[Extracted data entries]
§ §

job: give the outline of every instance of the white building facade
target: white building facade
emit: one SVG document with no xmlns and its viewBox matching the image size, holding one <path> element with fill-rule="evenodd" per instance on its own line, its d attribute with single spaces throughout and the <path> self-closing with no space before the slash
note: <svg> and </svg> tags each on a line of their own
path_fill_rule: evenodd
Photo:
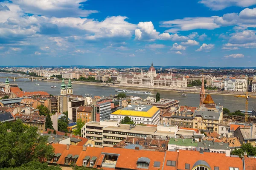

§ §

◆ AIM
Select every line of the records above that contains the word "facade", and copy each one out. Case counts.

◆ SOLUTION TO THE PROBLEM
job: give the outline of every instance of the white building facade
target: white building facade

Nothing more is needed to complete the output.